SELECTED EXTRACT:
*****
Invoice Approval Process Best Practices to Modernize Your Accounts Payable
August 13, 2020
Estimated reading time: 3 minutes
We surveyed over 200 accounts payable professionals, and found that they spend 20% of their time managing approvals. Spending one in five days of the week following up on colleagues for sign-off is not only an inefficient use of resources, it can be frustrating and cause issues between departments.
Why is this the case? AP approval channels are either poorly defined or lack the technology to be managed effectively. This leaves organizations more vulnerable to fraud and abuse. For example, this Oregon employee embezzled USD$4.5 M out of a company over the course of 15 years by approving fraudulent invoice payments into her personal account. Practices such as having the same person approve invoices and payments can make it easier for any business to fall victim to fraud. Since approvers play a critical role in controlling the flow of finances, it is important to pay attention to their efficacy. Here are some recommendations to help you construct a solid and secure AP approval channel.
Approval channel best practices
Approval channels are rules designating invoices, purchase orders, expenses and payments to managers or team leaders for approval. After an invoice has been coded and matched to a purchase order, it will be directed to the designated approver for the next step which is typically a payment.
After setting up approval channels for thousands of AP professionals, we recommend the following best practices:
- Create multi-level approvals: set up at least two levels of approval. You could also categorize this by setting up a dollar threshold, for example invoices above $1,000 go to two different approvers. Some systems allow you to modify this flow so that an invoice can only proceed for payments after both approvers have approved.
*****
DATASET RECORDS:

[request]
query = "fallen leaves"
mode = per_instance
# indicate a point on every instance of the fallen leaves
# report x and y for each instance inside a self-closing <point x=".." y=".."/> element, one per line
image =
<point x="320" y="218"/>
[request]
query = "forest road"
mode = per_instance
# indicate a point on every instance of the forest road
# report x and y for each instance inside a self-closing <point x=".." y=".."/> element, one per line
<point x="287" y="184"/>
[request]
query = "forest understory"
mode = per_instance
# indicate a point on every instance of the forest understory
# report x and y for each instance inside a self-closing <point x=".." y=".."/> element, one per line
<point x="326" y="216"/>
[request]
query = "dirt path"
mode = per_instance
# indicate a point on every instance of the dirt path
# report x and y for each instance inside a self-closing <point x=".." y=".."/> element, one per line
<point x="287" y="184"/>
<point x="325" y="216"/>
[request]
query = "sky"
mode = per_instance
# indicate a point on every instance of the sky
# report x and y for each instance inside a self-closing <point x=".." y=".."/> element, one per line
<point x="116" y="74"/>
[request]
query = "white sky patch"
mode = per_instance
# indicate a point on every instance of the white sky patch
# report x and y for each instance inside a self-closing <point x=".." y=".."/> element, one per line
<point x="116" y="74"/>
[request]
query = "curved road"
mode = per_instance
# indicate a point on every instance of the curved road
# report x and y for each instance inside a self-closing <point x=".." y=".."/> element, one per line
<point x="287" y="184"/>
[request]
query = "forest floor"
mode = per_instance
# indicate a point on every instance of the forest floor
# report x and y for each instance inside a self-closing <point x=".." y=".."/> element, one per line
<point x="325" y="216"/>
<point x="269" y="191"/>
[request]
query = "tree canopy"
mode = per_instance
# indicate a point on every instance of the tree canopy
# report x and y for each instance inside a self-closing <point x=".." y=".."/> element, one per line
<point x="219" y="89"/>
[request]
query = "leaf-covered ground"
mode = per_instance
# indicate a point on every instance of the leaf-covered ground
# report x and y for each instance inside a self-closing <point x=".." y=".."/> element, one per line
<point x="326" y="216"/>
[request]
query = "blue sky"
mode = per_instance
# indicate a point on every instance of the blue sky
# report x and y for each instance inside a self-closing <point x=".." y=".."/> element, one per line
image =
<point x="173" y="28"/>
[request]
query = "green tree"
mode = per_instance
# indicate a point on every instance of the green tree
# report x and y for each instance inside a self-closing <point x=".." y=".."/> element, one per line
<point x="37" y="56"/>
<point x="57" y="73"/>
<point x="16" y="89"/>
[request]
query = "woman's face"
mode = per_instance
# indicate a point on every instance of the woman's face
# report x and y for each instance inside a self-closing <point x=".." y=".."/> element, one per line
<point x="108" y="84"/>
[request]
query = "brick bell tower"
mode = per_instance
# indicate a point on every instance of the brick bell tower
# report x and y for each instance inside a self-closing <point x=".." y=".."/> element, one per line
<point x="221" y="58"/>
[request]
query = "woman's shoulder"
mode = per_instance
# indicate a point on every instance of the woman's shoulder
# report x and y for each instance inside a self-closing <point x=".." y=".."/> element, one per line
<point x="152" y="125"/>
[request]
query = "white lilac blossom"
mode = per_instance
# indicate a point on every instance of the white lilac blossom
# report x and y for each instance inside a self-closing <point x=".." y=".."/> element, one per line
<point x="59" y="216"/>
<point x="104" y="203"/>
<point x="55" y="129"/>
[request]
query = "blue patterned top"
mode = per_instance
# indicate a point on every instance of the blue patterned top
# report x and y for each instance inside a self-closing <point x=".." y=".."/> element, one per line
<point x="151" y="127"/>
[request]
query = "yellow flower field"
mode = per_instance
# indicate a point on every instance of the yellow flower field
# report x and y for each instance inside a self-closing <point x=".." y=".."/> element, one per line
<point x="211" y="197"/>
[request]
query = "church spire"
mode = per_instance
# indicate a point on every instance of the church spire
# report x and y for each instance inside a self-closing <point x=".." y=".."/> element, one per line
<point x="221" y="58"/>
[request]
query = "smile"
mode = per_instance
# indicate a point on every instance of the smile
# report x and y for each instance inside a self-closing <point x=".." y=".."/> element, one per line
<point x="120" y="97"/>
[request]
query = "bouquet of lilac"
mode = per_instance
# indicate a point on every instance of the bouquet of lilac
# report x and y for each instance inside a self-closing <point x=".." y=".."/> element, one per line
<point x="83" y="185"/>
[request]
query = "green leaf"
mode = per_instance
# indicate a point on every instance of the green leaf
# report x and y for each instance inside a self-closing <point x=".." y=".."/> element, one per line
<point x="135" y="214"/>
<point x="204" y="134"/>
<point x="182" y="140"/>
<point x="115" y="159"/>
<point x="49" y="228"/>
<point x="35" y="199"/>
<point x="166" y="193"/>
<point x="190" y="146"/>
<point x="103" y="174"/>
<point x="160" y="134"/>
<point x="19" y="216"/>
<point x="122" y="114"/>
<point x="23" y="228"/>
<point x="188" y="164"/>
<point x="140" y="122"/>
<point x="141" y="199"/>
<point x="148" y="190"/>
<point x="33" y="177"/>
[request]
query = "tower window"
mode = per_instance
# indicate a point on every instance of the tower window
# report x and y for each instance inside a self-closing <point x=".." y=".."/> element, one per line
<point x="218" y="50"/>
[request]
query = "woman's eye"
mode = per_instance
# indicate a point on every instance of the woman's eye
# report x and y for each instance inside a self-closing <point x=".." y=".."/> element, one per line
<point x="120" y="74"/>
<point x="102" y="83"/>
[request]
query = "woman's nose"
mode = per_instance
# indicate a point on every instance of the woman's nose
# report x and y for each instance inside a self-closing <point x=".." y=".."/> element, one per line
*****
DIRECTION A:
Reproduce verbatim the portion of the invoice approval article starting at "After setting up" and ending at "approvers have approved.".
DIRECTION B:
Write the next portion of the invoice approval article, continuing from its final sentence.

WRITTEN RESPONSE A:
After setting up approval channels for thousands of AP professionals, we recommend the following best practices:
- Create multi-level approvals: set up at least two levels of approval. You could also categorize this by setting up a dollar threshold, for example invoices above $1,000 go to two different approvers. Some systems allow you to modify this flow so that an invoice can only proceed for payments after both approvers have approved.

WRITTEN RESPONSE B:
- Separate approvals for invoices and payments: the manager approving invoices should be different than the team leader approving payments. This will enhance your risk prevention strategy of company funds getting fraudulently routed.
- Formalize your approvals matrix: document a formal organizational structure of your approval channels and follow that. The structure should clearly define who the approver is, what timeline they have for approval, and who the secondary approver would be in their absence.
- Segregate duties: GAAP (Generally Accepted Accounting Principles) recommends segregation of duties for accounting best practices. Separating duties prohibits acquisition of financial decisions by one person.
- Build a purchase order approval workflow: set up internal rules for making a purchase before placing an order. You can start by creating a requisition for internal approval that gets authorized by a manager or finance department, and is then sent to the supplier. Various workflow management systems allow setting up trigger-based actions to manage purchase orders.
Automation of approval channels
Companies looking to implement sophisticated approval channel controls can also explore an automation software. AP automation offers customizable approval channels based on the requirements of the company. For example, Beanworks is one of the few AP software solutions offering a highly customizable organizational structure with separate approval workflows for all accounting processes – purchase orders, invoices, and payments.
Here are the three core benefits:
- Restricts unauthorized access: only authorized approvers can check status, history, previous reports, and approve an invoice or payment.
- Customized routing: invoice can be routed based on location, department, project, vendor etc. For example, an employee in Vancouver can code an invoice to the company’s New York location’s marketing head. That marketing head can collaborate on the document by entering any comments or questions online, without having to go through a paper or email trail. This creates an electronic audit trail of all approval steps completed for every document.
- Approval sub-sets: CFOs can create sub-sets or a criteria for certain types of invoices. For example, an invoice could be marked approved after one of the two approvers has approved. Companies can modify this flow further so that an invoice is only approved when all approvers have reviewed and accepted.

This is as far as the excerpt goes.